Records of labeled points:
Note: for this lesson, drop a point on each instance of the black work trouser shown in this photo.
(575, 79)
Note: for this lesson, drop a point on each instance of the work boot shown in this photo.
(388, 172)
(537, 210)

▸ Your task
Could you rewrite the records above with "drop a point" changed to "place a marker" wherever it occurs, leaving everything else the same?

▸ Solution below
Note: for this lesson, place a marker on each instance of the black work trouser shown in this photo.
(575, 79)
Note: for this lesson, place a marker on each instance of the work boot shown in this photo.
(388, 172)
(537, 210)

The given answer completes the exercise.